**Objective:** Return the text of each item below word for word, leaving out the pictures.

**Extracted data:**
· · · · · · ·

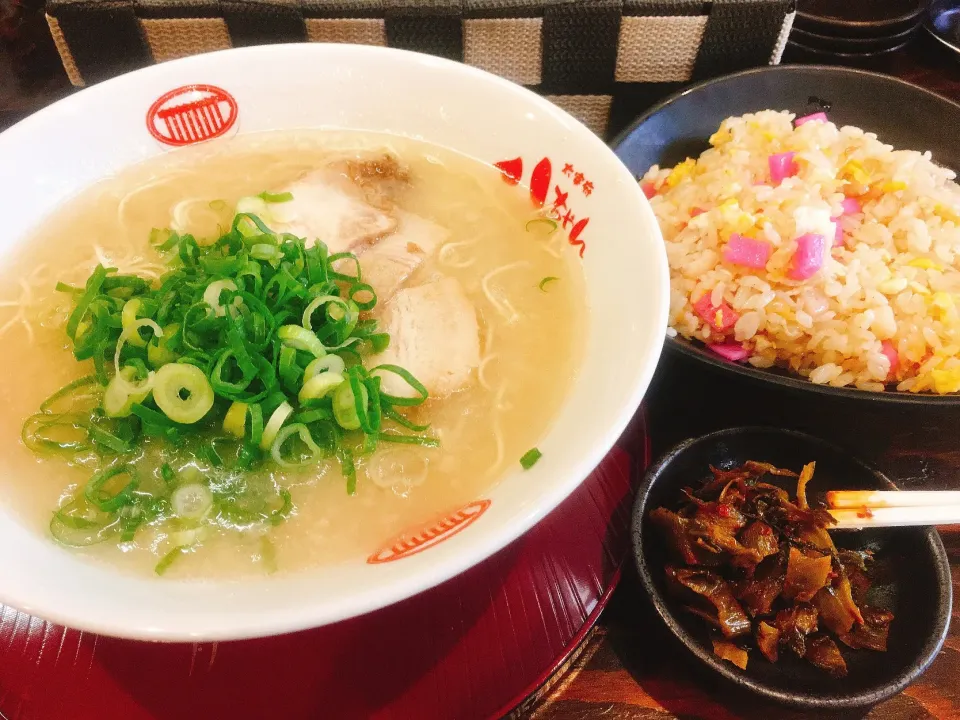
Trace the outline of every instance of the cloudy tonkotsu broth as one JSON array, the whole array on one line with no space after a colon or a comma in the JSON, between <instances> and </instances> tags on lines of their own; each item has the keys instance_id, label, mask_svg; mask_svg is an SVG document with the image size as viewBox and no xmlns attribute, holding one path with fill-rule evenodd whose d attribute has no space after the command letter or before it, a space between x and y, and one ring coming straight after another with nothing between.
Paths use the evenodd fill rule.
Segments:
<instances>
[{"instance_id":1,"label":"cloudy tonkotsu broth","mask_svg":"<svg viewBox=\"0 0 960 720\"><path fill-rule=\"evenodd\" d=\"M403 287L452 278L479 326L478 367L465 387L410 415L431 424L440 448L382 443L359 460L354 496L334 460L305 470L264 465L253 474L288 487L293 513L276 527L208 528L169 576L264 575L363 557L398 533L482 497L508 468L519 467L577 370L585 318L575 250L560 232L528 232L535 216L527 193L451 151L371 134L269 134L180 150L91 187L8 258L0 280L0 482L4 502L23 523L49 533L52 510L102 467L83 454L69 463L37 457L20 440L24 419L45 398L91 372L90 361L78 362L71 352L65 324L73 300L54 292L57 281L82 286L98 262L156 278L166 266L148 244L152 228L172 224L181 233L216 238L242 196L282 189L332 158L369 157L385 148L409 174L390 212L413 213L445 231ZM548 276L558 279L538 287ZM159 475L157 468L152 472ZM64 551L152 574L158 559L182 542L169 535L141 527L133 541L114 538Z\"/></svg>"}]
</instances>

· · · · · · ·

**The result:**
Trace the outline of every instance of the cloudy tonkotsu broth as one JSON array, the whole array on one line with no space after a colon or a comma in the JSON, between <instances> and </instances> tags on lines of their own; each item has the keys instance_id, label, mask_svg; mask_svg is an SVG document with the image size as viewBox and no xmlns attribute, holding one path with fill-rule evenodd whose d attribute has no space after the command letter or before it, a space between x and y, and one ring coming straight after another with nothing between.
Paths use the evenodd fill rule.
Segments:
<instances>
[{"instance_id":1,"label":"cloudy tonkotsu broth","mask_svg":"<svg viewBox=\"0 0 960 720\"><path fill-rule=\"evenodd\" d=\"M403 287L452 278L479 326L478 367L465 387L410 415L431 424L440 448L382 443L359 460L354 496L334 460L305 470L264 465L253 474L288 487L293 513L276 527L208 528L169 576L264 575L363 557L398 533L482 497L508 468L519 467L577 370L585 318L575 250L560 232L528 232L535 216L527 193L451 151L371 134L269 134L180 150L91 187L8 258L0 280L0 482L4 502L23 523L49 533L52 510L102 467L83 454L69 463L37 457L20 440L24 419L45 398L91 372L90 361L78 362L71 352L65 324L73 300L54 292L57 281L82 286L98 262L156 278L166 266L148 244L152 228L172 224L181 233L216 238L242 196L282 189L332 158L369 157L385 148L409 174L390 212L413 213L445 231ZM548 276L558 279L538 287ZM159 475L157 468L152 472ZM64 551L152 574L158 559L182 542L169 535L141 527L133 541L114 538Z\"/></svg>"}]
</instances>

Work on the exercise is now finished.